Anything Goes

It seems like I have the most exploring success when I try the least. Right as I was ready to stop putting any effort into it at least until after Christmas and bonus time, I heard from a TV producer who was thinking of including me in his show. Of course technical difficulties got the better of us for a while, and a video chat and photo slideshow turned into a phone call, but it seemed promising. Then the next day I got a very frightening email saying that they wanted to see a sample of a 10-minute documentary by the end of the week (!) and weren’t in any hurry to answer my questions clarifying it. Having never shot video before, and being at work for almost all of the daylight hours, I knew I was probably screwed. Eventually I found out I got that message in error, and they didn’t actually need me at all anymore.

During that confusion I made a frantic plan to explore the mental hospital again, even though I thought I’d never go back after having one great chance, so I met up with Casey and one of his friends there. This time, Hell’s Hundred Meters got the better of us, as a security guard (who didn’t even work there a few days earlier, and was borrowed from a nearby apartment complex) stopped us and sent us on our way, just as we were about to climb into the wide open window.

We didn’t do much better at the old church on West Main, only this time it was a relentlessly nosy neighbor who circled the property at least six times while we looked for a way in, which there wasn’t one of anyway.

The next day, I made it to the drains at least, showing some people around the tunnels on a frigid December night before we went for garbage plates. There was a suspiciously placed cop at Maplewood, and it just snowed so we would have had to make a lot of noise and/or waste a lot of time trying to make the cover budge. We settled for the “Motivator” drain instead – we really need to go back and see what’s beyond the river of shit sometime. I didn’t bother to take any pictures, but drains don’t really change from one time to the next anyway.

Finally, last night we got out again, and made it into the deep drains. Even after a few times there, it’s still an amazing experience. The thought of being over 100 feet underground and miles from the nearest exit is one thing, but then there’s the tremendous echo (almost a minute in some parts of the tunnel), the pitch blackness, and the sound of being in the city’s vena cava, a slow and steady flow of a buried river, directly below the Genesee.

___

▸ **Task directions**:
Can you rewrite the exploring account from the words "During that confusion" through "one of anyway.", putting "night watchman" in place of "security guard"?

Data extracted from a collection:
___

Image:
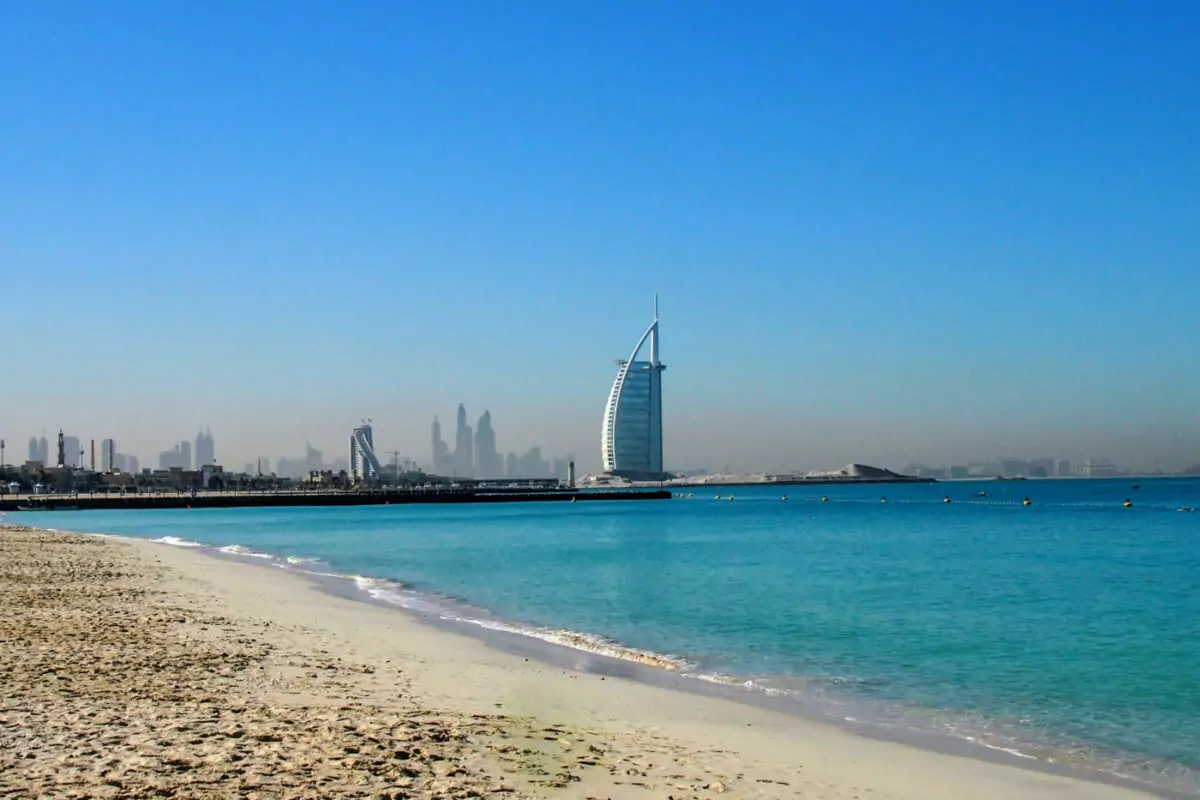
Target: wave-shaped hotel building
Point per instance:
(633, 417)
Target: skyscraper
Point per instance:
(631, 440)
(463, 458)
(364, 463)
(487, 461)
(72, 455)
(205, 449)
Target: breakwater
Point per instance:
(126, 501)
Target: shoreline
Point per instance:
(665, 699)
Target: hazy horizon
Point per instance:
(880, 234)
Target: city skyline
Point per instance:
(886, 233)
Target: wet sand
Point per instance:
(135, 669)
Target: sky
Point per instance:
(881, 232)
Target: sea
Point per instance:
(1043, 620)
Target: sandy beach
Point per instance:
(136, 669)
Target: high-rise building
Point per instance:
(631, 439)
(439, 451)
(72, 452)
(205, 449)
(463, 458)
(313, 459)
(178, 457)
(487, 461)
(364, 463)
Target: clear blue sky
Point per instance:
(881, 230)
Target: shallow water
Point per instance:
(1067, 630)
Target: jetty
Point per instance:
(263, 499)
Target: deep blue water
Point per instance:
(1068, 629)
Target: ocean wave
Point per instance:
(175, 541)
(396, 594)
(239, 549)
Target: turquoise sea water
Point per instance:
(1067, 630)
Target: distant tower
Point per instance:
(205, 450)
(486, 458)
(631, 441)
(463, 447)
(364, 463)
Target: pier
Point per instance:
(131, 500)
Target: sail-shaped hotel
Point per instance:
(633, 417)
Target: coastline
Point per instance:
(634, 735)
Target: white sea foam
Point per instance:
(175, 541)
(393, 593)
(1011, 751)
(239, 549)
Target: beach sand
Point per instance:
(136, 669)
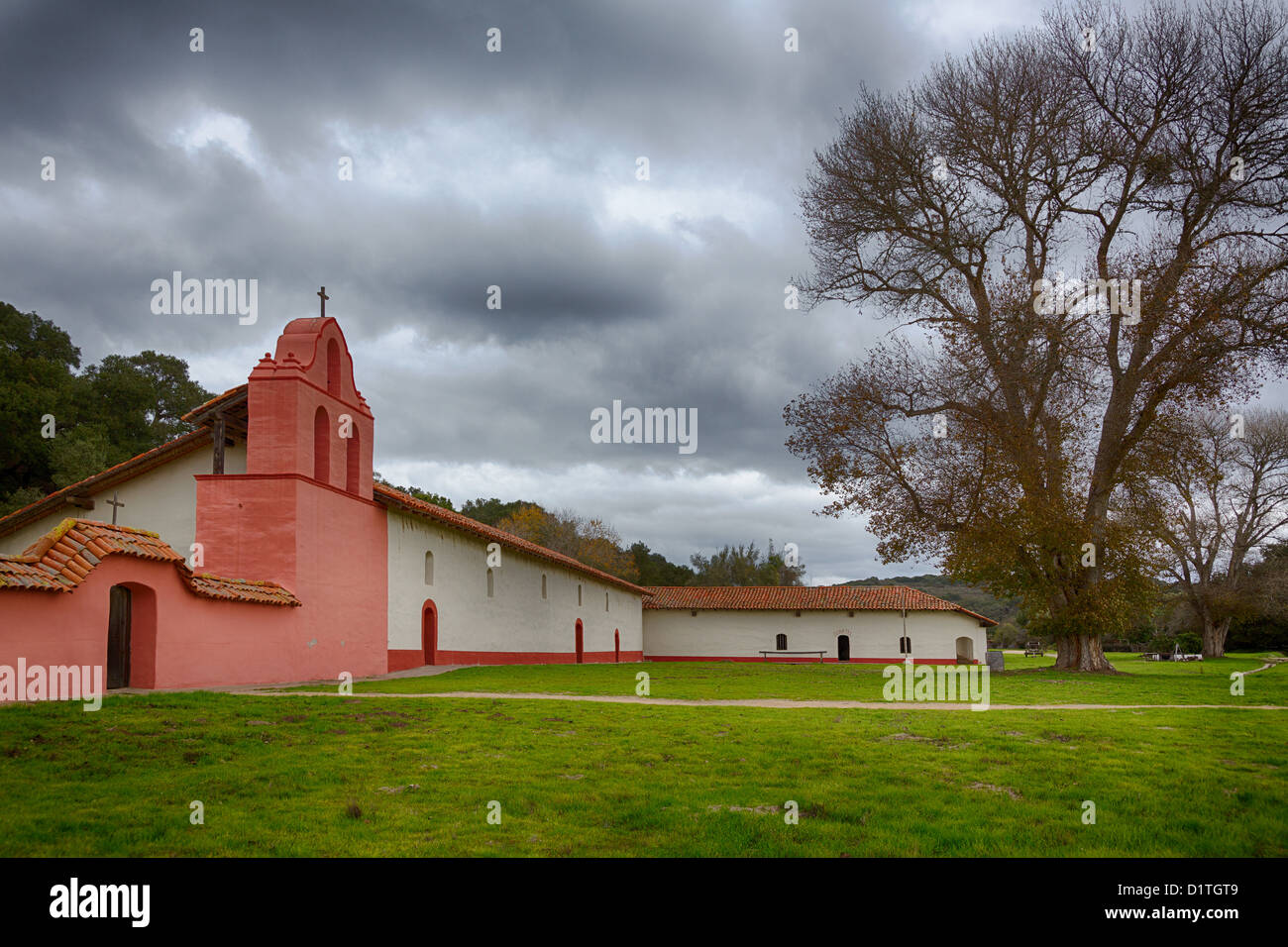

___

▸ **Solution**:
During that confusion I made a frantic plan to explore the mental hospital again, even though I thought I’d never go back after having one great chance, so I met up with Casey and one of his friends there. This time, Hell’s Hundred Meters got the better of us, as a night watchman (who didn’t even work there a few days earlier, and was borrowed from a nearby apartment complex) stopped us and sent us on our way, just as we were about to climb into the wide open window.

We didn’t do much better at the old church on West Main, only this time it was a relentlessly nosy neighbor who circled the property at least six times while we looked for a way in, which there wasn’t one of anyway.